● **INSTRUCTION**
Show each line of the records below that contains the word "tree", matching case exactly.

[Start DATASET EXCERPTS]

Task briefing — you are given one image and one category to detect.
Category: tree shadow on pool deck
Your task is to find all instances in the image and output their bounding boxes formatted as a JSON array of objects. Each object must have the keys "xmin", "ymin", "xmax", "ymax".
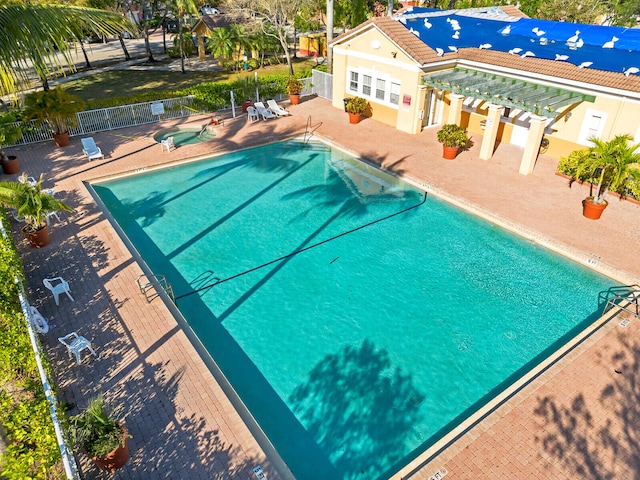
[
  {"xmin": 288, "ymin": 340, "xmax": 425, "ymax": 479},
  {"xmin": 533, "ymin": 321, "xmax": 640, "ymax": 479}
]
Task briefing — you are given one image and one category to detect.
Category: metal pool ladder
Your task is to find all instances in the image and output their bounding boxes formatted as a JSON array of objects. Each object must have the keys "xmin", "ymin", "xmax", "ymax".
[
  {"xmin": 603, "ymin": 285, "xmax": 640, "ymax": 319},
  {"xmin": 302, "ymin": 115, "xmax": 322, "ymax": 143},
  {"xmin": 136, "ymin": 273, "xmax": 176, "ymax": 303}
]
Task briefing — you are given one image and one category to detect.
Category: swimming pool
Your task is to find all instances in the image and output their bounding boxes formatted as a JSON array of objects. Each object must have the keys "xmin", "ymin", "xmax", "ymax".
[
  {"xmin": 94, "ymin": 142, "xmax": 613, "ymax": 479},
  {"xmin": 153, "ymin": 125, "xmax": 216, "ymax": 146}
]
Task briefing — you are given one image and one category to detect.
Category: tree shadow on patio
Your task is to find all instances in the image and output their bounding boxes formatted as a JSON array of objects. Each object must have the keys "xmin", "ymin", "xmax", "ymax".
[{"xmin": 535, "ymin": 326, "xmax": 640, "ymax": 479}]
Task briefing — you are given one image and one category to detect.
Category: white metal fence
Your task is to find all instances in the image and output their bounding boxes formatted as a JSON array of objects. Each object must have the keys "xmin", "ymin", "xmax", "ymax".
[{"xmin": 7, "ymin": 96, "xmax": 202, "ymax": 146}]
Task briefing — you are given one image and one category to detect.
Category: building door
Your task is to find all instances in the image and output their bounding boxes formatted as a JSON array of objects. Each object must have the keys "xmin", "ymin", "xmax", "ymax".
[{"xmin": 422, "ymin": 88, "xmax": 443, "ymax": 128}]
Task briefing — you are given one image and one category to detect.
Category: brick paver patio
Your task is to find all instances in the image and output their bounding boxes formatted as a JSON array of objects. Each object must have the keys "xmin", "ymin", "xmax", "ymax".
[{"xmin": 3, "ymin": 98, "xmax": 640, "ymax": 480}]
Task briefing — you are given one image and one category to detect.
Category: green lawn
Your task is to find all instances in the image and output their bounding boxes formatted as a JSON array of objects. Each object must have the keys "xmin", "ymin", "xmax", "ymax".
[{"xmin": 64, "ymin": 59, "xmax": 315, "ymax": 101}]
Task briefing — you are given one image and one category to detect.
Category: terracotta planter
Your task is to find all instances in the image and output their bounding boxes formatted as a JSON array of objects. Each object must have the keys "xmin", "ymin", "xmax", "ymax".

[End DATASET EXCERPTS]

● **FULL OUTPUT**
Category: tree shadow on pool deck
Category: tree shadow on patio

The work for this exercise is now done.